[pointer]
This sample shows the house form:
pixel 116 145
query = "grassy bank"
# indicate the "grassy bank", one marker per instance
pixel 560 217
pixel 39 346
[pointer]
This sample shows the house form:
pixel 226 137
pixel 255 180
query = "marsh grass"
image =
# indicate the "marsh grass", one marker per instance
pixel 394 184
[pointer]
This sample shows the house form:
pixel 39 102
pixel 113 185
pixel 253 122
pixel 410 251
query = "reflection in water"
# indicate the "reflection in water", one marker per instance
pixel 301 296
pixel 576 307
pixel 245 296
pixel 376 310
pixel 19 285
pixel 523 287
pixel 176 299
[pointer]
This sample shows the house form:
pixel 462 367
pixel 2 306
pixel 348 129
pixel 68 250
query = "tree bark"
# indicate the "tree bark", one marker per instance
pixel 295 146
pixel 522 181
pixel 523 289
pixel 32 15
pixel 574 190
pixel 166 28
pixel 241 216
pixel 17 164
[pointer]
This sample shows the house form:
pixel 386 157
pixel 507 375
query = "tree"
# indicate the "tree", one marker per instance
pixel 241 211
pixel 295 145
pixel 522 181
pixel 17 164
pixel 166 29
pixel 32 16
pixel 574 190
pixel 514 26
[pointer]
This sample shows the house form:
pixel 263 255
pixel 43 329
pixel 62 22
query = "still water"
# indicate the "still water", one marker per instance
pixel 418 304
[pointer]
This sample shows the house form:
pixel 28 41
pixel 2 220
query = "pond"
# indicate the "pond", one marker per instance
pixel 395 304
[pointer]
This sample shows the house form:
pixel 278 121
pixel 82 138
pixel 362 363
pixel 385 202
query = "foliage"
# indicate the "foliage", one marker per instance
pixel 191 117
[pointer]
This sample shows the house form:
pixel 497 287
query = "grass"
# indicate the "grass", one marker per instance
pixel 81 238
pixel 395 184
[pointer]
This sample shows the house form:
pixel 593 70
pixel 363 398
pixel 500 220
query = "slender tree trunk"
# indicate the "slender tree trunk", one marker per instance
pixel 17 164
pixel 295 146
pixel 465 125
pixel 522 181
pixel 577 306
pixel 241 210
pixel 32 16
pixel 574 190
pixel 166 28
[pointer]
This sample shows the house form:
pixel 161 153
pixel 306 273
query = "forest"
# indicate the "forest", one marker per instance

════════════════

Your task:
Return each line of the records above exactly as it reads.

Task solution:
[pointer]
This sample shows the house form:
pixel 116 145
query = "grassy bank"
# indicate the "grassy bank", one marker per instance
pixel 560 217
pixel 39 346
[pointer]
This sample shows the house form:
pixel 226 137
pixel 255 180
query = "marsh grass"
image =
# indicate the "marsh grass", one marker per instance
pixel 394 184
[pointer]
This sample shows the house form:
pixel 39 102
pixel 113 185
pixel 253 122
pixel 410 251
query = "reflection in water"
# indicate the "reflection in water", one marker per instance
pixel 301 296
pixel 576 307
pixel 245 296
pixel 376 310
pixel 19 285
pixel 523 287
pixel 176 299
[pointer]
This sample shows the house form:
pixel 462 367
pixel 2 306
pixel 348 129
pixel 68 250
query = "tree bark"
# indicate the "tree bark", one marker per instance
pixel 295 146
pixel 522 181
pixel 523 289
pixel 32 15
pixel 574 190
pixel 166 28
pixel 241 216
pixel 17 164
[pointer]
This sample shows the house form:
pixel 386 157
pixel 507 375
query = "tree"
# indicate the "tree", one marker per instance
pixel 241 211
pixel 295 145
pixel 522 181
pixel 17 164
pixel 166 29
pixel 32 16
pixel 574 190
pixel 514 26
[pointer]
This sample shows the house form:
pixel 263 255
pixel 43 329
pixel 62 22
query = "still water"
# indicate the "still water", one marker per instance
pixel 418 304
[pointer]
This sample shows the house form:
pixel 28 41
pixel 2 220
query = "pond"
# indicate the "pond", one marker per instance
pixel 395 304
[pointer]
This sample shows the house form:
pixel 278 121
pixel 82 138
pixel 362 363
pixel 385 202
query = "foliage"
# indicate the "foliage", one marker per instance
pixel 191 117
[pointer]
This sample shows the house form:
pixel 497 287
query = "grass"
# indicate the "grass", one marker per instance
pixel 81 238
pixel 395 184
[pointer]
This sample shows the house form:
pixel 593 70
pixel 363 398
pixel 500 220
query = "slender tree trunk"
# indicate the "slender tree trunk", one marker per instance
pixel 17 164
pixel 295 146
pixel 465 125
pixel 522 181
pixel 577 306
pixel 241 210
pixel 32 16
pixel 574 190
pixel 166 28
[pointer]
This sample shows the house form:
pixel 161 153
pixel 306 273
query = "forest"
# indicate the "forest", one marker per instance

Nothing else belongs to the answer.